◆ 短文 ◆
☆ ☆ ☆ ☆

史前時期的河西地區,已經出現了有深刻地域烙印、獨具特色的藝術品。玉門火燒溝出土的四壩文化(距今3900~3400年)彩陶、金器、青銅器,已經顯示出非凡的形象力。三狗紐蓋彩陶方鼎,通高27厘米,口長23厘米,口寬12厘米。鼎蓋上塑三只豎耳站立的犬。這種將多只動物雕塑排列組合的藝術風格,顯然受到亞歐大陸游牧藝術的直接熏染和影響。
張騫通西域,河西四郡設立,伴隨著綠洲新農業區的開辟,中原地區傳統的美術形式也隨之到達河西。武威旱灘坡西漢時期壁畫墓中有赤足而立,著青色羽衣的羽人[8]。武威磨嘴子東漢壁畫墓墓室頂端繪天象,后壁兩側繪人物、動物。民樂八卦營東漢墓部分墓室內繪有壁畫,壁畫以天界、星云、日月、四神、女媧、鳥雀為主要表現內容。武威磨嘴子東漢墓出土的彩繪人物木版畫,長37厘米,白粉敷底,紅、黑雙彩繪相對而立的主、婢二人,黑色發髻、紅色交領寬袖深衣,均用墨線勾勒輪廓。右側繪樹一棵。主、婢二人大小有別,比例適中,線條流暢,已具備成熟的人物畫技法。武威磨嘴子漢墓出土飼豬圖木版畫,長36.3厘米,左側墨繪穿寬袖深衣之人,高髻,右手前伸,似欲喂食。右側墨繪豬一頭,拱嘴翹尾,并用墨線繪出豬鬃,線條流暢生動。可以看出,魏晉十六國彩繪壁畫磚圖像簡明的構圖風格應該是承繼自兩漢以來的河西畫作。

☆ ☆ ☆ ☆

◆ 書面題目 1 ◆
請逐字重述短文中從「史前時期的河西地區,已經出現」一直到「陸游牧藝術的直接熏染和影響。」為止的全部文字。
◆ 書面題目 2 ◆
依短文所述,三狗紐蓋彩陶方鼎的鼎蓋上塑有何物?
所附資料與本項作業無涉。

◆ 資料區塊 ◆

☆ ☆ ☆ ☆

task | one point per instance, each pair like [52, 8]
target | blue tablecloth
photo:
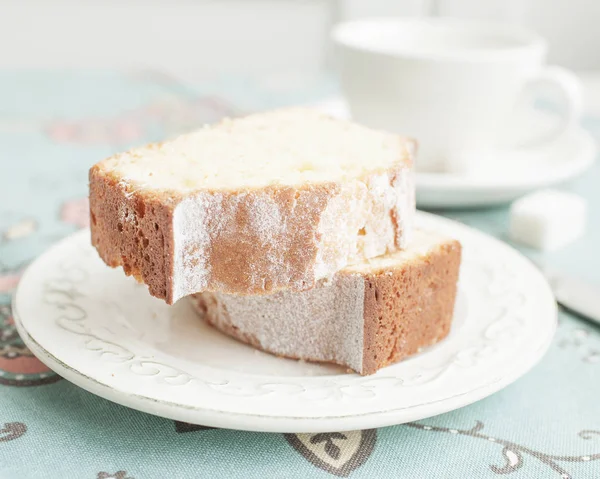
[53, 126]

☆ ☆ ☆ ☆

◆ 正確答案 1 ◆
史前時期的河西地區,已經出現了有深刻地域烙印、獨具特色的藝術品。玉門火燒溝出土的四壩文化(距今3900~3400年)彩陶、金器、青銅器,已經顯示出非凡的形象力。三狗紐蓋彩陶方鼎,通高27厘米,口長23厘米,口寬12厘米。鼎蓋上塑三只豎耳站立的犬。這種將多只動物雕塑排列組合的藝術風格,顯然受到亞歐大陸游牧藝術的直接熏染和影響。

◆ 正確答案 2 ◆
三只豎耳站立的犬。